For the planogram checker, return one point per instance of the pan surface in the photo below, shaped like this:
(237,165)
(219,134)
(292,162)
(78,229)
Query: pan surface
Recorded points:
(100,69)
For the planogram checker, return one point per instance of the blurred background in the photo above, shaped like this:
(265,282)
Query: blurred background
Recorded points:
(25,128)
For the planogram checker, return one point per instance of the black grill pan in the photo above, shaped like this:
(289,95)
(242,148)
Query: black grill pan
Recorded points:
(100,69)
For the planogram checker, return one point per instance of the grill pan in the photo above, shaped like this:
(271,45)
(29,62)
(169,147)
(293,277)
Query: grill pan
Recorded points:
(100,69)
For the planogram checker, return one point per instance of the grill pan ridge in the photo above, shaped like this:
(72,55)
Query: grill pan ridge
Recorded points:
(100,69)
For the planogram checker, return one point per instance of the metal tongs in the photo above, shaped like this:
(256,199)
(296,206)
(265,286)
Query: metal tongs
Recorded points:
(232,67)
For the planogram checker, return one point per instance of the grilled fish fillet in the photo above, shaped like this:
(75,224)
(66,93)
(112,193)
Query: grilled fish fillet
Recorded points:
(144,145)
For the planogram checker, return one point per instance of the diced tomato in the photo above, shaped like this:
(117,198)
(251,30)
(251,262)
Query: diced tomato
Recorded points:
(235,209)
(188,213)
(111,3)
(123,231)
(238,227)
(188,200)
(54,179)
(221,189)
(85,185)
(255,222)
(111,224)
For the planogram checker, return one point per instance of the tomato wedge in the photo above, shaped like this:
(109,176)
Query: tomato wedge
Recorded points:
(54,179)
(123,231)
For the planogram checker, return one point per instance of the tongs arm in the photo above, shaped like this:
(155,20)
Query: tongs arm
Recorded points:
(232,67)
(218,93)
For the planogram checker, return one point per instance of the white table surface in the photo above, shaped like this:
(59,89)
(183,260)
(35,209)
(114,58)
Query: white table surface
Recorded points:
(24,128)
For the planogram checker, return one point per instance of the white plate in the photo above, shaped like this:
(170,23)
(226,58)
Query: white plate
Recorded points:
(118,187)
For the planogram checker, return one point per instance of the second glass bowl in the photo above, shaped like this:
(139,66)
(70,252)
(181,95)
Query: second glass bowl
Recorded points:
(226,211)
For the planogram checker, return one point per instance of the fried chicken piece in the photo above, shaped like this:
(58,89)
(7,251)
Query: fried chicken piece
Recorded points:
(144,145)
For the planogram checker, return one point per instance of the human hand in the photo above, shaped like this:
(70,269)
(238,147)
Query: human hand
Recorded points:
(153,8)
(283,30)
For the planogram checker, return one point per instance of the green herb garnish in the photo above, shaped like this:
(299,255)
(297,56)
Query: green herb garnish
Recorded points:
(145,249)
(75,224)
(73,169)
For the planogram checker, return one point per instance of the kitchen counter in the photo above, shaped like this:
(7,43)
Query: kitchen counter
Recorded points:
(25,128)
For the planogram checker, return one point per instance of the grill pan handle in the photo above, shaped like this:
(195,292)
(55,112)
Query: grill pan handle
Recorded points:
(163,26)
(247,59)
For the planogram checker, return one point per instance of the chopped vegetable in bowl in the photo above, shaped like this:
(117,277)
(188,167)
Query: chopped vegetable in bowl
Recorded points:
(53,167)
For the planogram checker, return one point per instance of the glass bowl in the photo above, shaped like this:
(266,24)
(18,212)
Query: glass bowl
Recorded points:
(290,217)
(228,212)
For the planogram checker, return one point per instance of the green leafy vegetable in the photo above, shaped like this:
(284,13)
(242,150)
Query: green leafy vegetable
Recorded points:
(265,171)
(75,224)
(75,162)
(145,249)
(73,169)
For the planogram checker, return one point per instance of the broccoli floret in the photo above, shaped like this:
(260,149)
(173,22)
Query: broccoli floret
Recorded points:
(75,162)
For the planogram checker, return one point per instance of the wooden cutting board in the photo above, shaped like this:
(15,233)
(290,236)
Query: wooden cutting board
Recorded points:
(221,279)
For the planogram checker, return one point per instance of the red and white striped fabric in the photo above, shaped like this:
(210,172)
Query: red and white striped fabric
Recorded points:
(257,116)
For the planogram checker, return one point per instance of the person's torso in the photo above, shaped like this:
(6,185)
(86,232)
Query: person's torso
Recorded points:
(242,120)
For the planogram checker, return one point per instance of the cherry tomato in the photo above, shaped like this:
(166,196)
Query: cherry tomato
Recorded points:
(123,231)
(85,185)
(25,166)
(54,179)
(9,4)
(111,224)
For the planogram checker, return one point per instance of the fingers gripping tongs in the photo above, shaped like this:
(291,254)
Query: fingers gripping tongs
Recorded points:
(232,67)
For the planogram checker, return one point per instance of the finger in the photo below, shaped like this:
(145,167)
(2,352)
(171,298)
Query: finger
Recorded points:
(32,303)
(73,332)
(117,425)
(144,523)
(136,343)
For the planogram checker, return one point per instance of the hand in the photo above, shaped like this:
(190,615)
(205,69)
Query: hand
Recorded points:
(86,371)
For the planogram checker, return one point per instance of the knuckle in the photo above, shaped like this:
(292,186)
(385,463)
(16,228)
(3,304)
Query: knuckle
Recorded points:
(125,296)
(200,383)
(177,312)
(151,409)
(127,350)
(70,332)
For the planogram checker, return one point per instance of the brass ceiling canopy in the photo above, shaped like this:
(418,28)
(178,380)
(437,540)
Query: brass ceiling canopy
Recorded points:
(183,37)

#### [INSTRUCTIONS FOR THE TASK]
Extract each line of the listing above, copying it word for word.

#### [THE OUTPUT]
For the planogram checker, return one point per instance of the pan surface in the photo below, shaped like this:
(237,165)
(219,134)
(292,162)
(78,229)
Query: pan surface
Recorded points:
(100,69)
For the planogram checker, return one point per instance of the blurred background in the photo above, shaped like this:
(265,282)
Query: blurred background
Recorded points:
(25,128)
For the planogram checker, return one point per instance of the black grill pan in the photo above, shaped like this:
(289,95)
(242,148)
Query: black grill pan
Recorded points:
(100,69)
For the planogram checker, return one point per instance of the grill pan in the photo above, shaped like this:
(271,45)
(29,62)
(169,147)
(293,277)
Query: grill pan
Recorded points:
(100,69)
For the planogram checker, return one point per instance of the grill pan ridge in the photo above, shaped like this:
(72,55)
Query: grill pan ridge
Recorded points:
(100,69)
For the planogram checker, return one point per instance of the metal tongs in the photo above, shaped like this:
(256,199)
(296,206)
(265,286)
Query: metal tongs
Recorded points:
(232,67)
For the planogram checker, return one point per instance of the grilled fish fillet in the photo above, shaped like this:
(75,224)
(66,93)
(112,193)
Query: grilled fish fillet
Recorded points:
(144,145)
For the planogram checker, return one point per instance of the diced tomato in the photo above, shaped like this:
(117,198)
(251,30)
(251,262)
Query: diced tomato
Recorded points:
(235,209)
(188,213)
(111,3)
(123,231)
(238,227)
(188,200)
(54,179)
(221,189)
(85,185)
(255,222)
(111,224)
For the planogram checker, return one point per instance of the tomato wedge in the photo above, shaped like this:
(109,176)
Query: tomato wedge
Recorded points:
(54,179)
(123,231)
For the planogram checker, return one point per instance of the tongs arm in the photo above, shaped like this:
(155,20)
Query: tongs arm
Recorded points:
(232,67)
(218,93)
For the planogram checker, return one point per instance of the white table surface in the photo above, shaped like this:
(59,89)
(183,260)
(35,209)
(114,58)
Query: white table surface
Recorded points:
(24,128)
For the planogram checker, return one point per instance of the white plate in the photo above, shaped like this:
(170,23)
(226,58)
Query: white plate
Recorded points:
(118,187)
For the planogram checker, return one point per instance of the second glass bowl in the photo above, shaped like this:
(139,66)
(70,252)
(181,95)
Query: second glass bowl
Recorded points:
(226,211)
For the planogram checker, return one point per instance of the fried chicken piece in the photo above, shaped like this:
(58,89)
(7,251)
Query: fried chicken piece
Recorded points:
(144,145)
For the planogram checker, return one point per instance of the human hand in the photo above, shaped like this:
(70,269)
(238,147)
Query: human hand
Recorded points:
(153,8)
(283,30)
For the planogram checker, return one point per instance of the green herb garnish in the photo above, shaped like this:
(299,255)
(297,56)
Query: green herb garnish
Recorded points:
(145,249)
(75,224)
(73,169)
For the planogram checker, return one point per instance of the kitchen counter in the photo above, shaped like this:
(7,43)
Query: kitchen counter
Recorded points:
(25,128)
For the planogram checker, return one point per instance of the grill pan handle in the photo above, shaped like this:
(195,292)
(55,112)
Query: grill pan handle
Recorded points:
(163,26)
(247,59)
For the planogram checker, return one point per instance of the chopped vegetable in bowl in the photo above, shaped like this:
(117,277)
(188,167)
Query: chopped vegetable in bowl
Recorded points:
(53,167)
For the planogram checker, return one point per instance of the glass bowl in the photo above, shaped like this:
(266,24)
(18,212)
Query: glass bowl
Recorded points:
(290,217)
(228,212)
For the planogram checker, return one point per instance of the green leafy vegetable in the photo above, shaped like this:
(284,13)
(242,150)
Query: green leafy vegetable
Recorded points:
(265,171)
(75,224)
(75,162)
(145,249)
(73,169)
For the planogram checker, return one point per instance of the broccoli floret in the photo above, shaped like this:
(260,149)
(173,22)
Query: broccoli floret
Recorded points:
(75,162)
For the planogram checker, return one point per instance of the wooden cutting board in the photo above, shaped like this:
(15,233)
(290,236)
Query: wooden cutting board
Recorded points:
(221,279)
For the planogram checker, return one point per instance of the red and white striped fabric in the photo above, shaped like this:
(210,172)
Query: red and white striped fabric
Recorded points:
(257,116)
For the planogram checker, return one point per instance of the person's torso in the photo above, shaped like this:
(6,185)
(86,232)
Query: person's torso
Recorded points:
(242,120)
For the planogram checker, return one point per instance of the cherry tomato in the photo above, shaped like this:
(166,196)
Query: cherry tomato
Recorded points:
(123,231)
(85,185)
(25,166)
(54,179)
(9,4)
(111,224)
For the planogram checker, return one point per instance of the fingers gripping tongs in the photo above, shaped like this:
(291,254)
Query: fingers gripping tongs
Recorded points:
(232,67)
For the planogram checker, return one point per instance of the finger in the photo below, shaped like this:
(145,167)
(2,352)
(171,298)
Query: finger
Recorded points:
(32,303)
(73,332)
(117,425)
(144,523)
(136,343)
For the planogram checker, return one point per instance of the hand in the photo above, shaped like this:
(190,615)
(205,69)
Query: hand
Recorded points:
(86,371)
For the planogram checker, return one point per instance of the knuckle in the photo above, shaped like this:
(292,186)
(385,463)
(16,228)
(3,304)
Query: knuckle
Recorded points:
(125,296)
(200,383)
(177,312)
(151,409)
(127,350)
(70,332)
For the planogram checker, return one point per instance of the brass ceiling canopy in the photo above, shaped like this:
(418,28)
(178,380)
(437,540)
Query: brass ceiling canopy
Recorded points:
(183,37)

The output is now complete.